:: Data provided ::
## START

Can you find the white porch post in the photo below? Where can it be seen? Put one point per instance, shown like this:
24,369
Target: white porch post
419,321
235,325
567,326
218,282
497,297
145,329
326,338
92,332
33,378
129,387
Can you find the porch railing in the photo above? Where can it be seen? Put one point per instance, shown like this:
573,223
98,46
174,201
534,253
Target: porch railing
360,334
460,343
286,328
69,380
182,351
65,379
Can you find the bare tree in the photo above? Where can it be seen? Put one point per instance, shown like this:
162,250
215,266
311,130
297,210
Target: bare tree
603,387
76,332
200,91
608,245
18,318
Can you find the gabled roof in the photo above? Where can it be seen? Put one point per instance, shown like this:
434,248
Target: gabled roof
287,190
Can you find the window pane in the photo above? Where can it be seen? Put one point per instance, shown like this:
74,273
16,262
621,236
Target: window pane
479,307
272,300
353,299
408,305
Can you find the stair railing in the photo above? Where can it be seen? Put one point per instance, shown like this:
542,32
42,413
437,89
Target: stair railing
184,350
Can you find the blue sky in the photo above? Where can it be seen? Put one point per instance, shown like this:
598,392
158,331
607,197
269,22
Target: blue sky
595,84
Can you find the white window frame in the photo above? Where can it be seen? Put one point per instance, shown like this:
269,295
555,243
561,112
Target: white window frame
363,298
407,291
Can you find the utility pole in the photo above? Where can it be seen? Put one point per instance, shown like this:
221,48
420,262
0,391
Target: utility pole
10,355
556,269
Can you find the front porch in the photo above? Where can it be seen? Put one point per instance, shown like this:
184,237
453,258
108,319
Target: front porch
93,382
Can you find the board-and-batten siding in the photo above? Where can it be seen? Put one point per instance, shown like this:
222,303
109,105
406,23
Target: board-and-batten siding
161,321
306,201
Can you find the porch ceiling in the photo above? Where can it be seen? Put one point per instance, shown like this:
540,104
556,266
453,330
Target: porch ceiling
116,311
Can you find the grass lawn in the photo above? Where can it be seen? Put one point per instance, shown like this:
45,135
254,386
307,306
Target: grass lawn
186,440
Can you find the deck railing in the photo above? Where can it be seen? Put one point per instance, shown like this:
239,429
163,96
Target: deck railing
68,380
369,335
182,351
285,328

## END

:: Task objective ::
Extract, unchanged, the closing run of lines that opens with the line containing "Can you find the window" and ends with the last line.

:: Task answer ::
Can you find the window pane in the photo above? Where can it be seen? Put one point per instance, shown like this:
74,273
16,262
621,236
Target: window pane
479,307
272,300
353,299
408,305
Can you find the stair railing in the photo above? Where can it be seen? Put one point per instance, shown like this:
542,32
42,413
437,89
Target: stair railing
184,350
Can you find the blue sky in the photo above? Where can it be seen? Put one point per instance, shown like this:
598,392
158,331
607,197
269,22
Target: blue sky
595,84
Can you find the white window frame in the photo above? Where can it be seen? Put one point per instance, shown like this:
269,295
555,243
561,112
Target: white window frame
363,298
407,291
Can you find the utility pole in the photo above? Where can it be seen? Put one point per instance, shown like this:
221,48
420,262
0,391
Target: utility pole
10,355
556,269
Can you find the front porch in the photo above? Where can it be seen? Put one point per instance, shown like this:
184,237
453,258
108,319
Target: front porch
93,382
Can you find the board-and-batten siding in the photo above? Where can it be seen? Put one point per instance, shown like this:
222,303
109,105
406,23
Target: board-and-batten siding
161,321
306,201
Can you find the porch ceiling in the photo above? Where can it be seen? Put one point per instance, shown like this:
540,104
556,266
453,330
Target: porch ceiling
116,311
Can you find the grass lawn in the photo above? Where can it be seen? Put one point per instance, shown like this:
45,135
254,386
307,306
Target: grass lawn
186,440
Can you find the deck railing in the photo above? Where can it be seen? Put one point per instance, shown like this:
239,429
163,96
Target: deck railing
68,380
369,335
182,351
285,328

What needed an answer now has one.